Start of Block

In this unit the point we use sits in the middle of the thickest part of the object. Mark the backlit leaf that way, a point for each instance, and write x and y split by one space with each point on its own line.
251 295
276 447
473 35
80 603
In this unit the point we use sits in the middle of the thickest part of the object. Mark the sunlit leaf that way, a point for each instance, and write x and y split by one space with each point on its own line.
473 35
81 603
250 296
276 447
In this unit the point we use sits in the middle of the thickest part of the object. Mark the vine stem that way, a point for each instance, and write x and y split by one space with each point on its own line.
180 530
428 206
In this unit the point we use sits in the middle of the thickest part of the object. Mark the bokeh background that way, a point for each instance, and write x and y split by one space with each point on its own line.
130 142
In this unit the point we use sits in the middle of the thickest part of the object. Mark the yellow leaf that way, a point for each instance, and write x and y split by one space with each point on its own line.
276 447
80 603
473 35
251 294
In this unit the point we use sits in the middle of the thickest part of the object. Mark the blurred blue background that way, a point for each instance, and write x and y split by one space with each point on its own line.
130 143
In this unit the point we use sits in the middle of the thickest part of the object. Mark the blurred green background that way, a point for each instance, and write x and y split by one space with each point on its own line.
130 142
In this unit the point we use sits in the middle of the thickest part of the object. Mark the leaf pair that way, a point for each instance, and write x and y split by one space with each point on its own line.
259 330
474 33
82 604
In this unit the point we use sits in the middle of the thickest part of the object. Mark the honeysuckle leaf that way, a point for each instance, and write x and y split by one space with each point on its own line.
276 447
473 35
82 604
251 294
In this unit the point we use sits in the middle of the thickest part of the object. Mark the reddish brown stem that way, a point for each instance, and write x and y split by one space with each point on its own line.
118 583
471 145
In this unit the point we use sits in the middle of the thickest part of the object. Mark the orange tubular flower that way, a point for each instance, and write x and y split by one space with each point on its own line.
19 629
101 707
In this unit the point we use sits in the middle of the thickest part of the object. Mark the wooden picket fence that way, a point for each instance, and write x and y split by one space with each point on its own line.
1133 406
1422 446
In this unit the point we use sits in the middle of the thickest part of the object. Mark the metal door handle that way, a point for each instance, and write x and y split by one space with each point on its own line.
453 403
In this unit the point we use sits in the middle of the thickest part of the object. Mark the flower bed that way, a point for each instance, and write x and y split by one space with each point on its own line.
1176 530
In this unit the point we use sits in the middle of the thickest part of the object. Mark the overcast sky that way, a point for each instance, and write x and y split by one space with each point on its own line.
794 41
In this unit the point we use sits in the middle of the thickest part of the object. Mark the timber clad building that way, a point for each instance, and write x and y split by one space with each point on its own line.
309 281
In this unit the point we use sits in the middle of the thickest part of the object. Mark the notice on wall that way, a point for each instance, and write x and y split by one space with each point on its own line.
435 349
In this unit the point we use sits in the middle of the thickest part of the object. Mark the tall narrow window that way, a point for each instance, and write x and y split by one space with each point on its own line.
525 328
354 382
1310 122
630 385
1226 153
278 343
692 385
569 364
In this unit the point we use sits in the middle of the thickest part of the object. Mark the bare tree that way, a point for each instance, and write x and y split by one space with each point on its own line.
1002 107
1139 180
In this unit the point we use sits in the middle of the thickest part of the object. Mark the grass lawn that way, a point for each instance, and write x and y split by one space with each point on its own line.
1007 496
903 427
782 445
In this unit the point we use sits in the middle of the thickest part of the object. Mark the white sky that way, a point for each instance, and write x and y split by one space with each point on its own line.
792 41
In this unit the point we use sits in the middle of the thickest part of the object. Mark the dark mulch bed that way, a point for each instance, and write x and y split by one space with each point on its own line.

End of Block

Could you reproduce every entry above exactly as written?

Solution below |
In this unit the point we use sits in the middle of the thickest part of the object. Mark the backlit leaf that way, a point for each instance, and write x and y split by one space with each point on its own line.
251 295
276 447
473 35
80 603
In this unit the point we use sits in the middle of the thickest part of the object. Mark the sunlit leaf that way, a point for each instance, and write x and y split by one space with each point on its own line.
473 35
81 603
250 296
276 447
In this unit the point we use sits in the middle of the thickest part of the object. Mark the vine stem that way, a point for each instance, and write x and y split by one space with each point on its own line.
180 530
428 206
In this unit the point we use sits in the middle of the thickest part of the object. Mark the bokeh background that way, a point for each instance, and write x and y split by one space with each point on its own line.
130 142
In this unit the point we use sits in the middle of the thickest part of the object. Mark the yellow leaf that way, a point for each instance, and write x and y split by one space with each point on its own line.
276 447
80 603
473 35
251 294
In this unit the point we use sits in the middle of the thickest part of the object. Mark the blurred blue background that way, a point for each instance, and write x and y split by one space with each point on its own line.
130 143
In this unit the point we use sits in the middle of the thickest part of the object. Mark the blurred green background that way, a point for each instance, and write x and y split by one space with each point on its own line.
130 142
In this unit the point we use sits in the middle of the thickest part of the object. Mark the leaf pair that way, a point for each instance, and write x and y split by one space with each point on its own line.
259 330
474 33
82 604
In this unit the point we use sits in the middle of the thickest part of the object. Mark the honeysuckle leaf that way, a point for each instance, and write x and y split by one space with each point on its own line.
276 447
473 35
82 604
251 294
In this unit the point we use sits in the middle of the thickest part of the object. Mark the reddish brown stem that way, a point for each instance, and write x and y split by one space with each point on its own line.
118 583
471 145
In this unit the point we use sits in the middle of the thickest part of the object. Mark the orange tubular flower that way, a point for each instance, and write x and y split by one space with each point on its own line.
19 629
101 707
In this unit the point we use sits in the middle of the thickest part of the object. Mark the wooden picket fence that way, a point for each instance, and write x and y split by one space with each point on its own line.
1133 406
1422 446
In this unit the point we use sits in the middle of the thickest part of the object. Mark the metal door handle that way, a point for each instance, and write x and y split by one space with each point on its own line.
453 403
In this unit the point we use sits in the middle of the thickest part of the object. Mark the flower bed that way, a point for each instance, and write x and y split by one space with each point on its own line.
1176 530
In this unit the point we use sits in the middle of the thickest part of the object. Mark the overcast sky that way, a point for each instance, and write x and y split by one space with each point on its own line.
794 41
In this unit the point we use sits in the middle of the thickest part of the object. Mark the timber clad building that way, a point for each instance, and write x and y split by one space with each point on its own line.
309 281
In this unit the point we use sits in the middle of the thickest part of the object. Mark the notice on wall that way, a point for each instance, and write x and y split by one space with each point on its own line.
435 349
In this unit the point we use sits in the middle of the thickest part of the object. Mark the tall narrow window that way, a point for each instance, and write x and y split by one space with each point on its own line.
525 328
354 382
1310 122
630 385
1226 153
278 343
692 385
569 364
In this unit the point we use sits in the middle of the thickest part of the object. Mark the bare tree that way, a point for each instance, and write x and y split by one space with each point on its own line.
1002 107
1139 180
In this unit the point we use sits in the middle of the thickest part of the object. Mark the grass lawn that way, a point for each instance, and write x and y split by one space with each point on its own line.
1007 496
903 427
782 445
In this unit the point we use sits in the middle of the thickest part of the object. Mark the white sky that way, a point for each instance, and write x and y split by one space with each point on its own line.
792 41
In this unit the point we use sits in the middle of the thickest part of the object. Mark the dark mulch bed that way, a point for each instance, and write x and y split by one space with each point on its own line.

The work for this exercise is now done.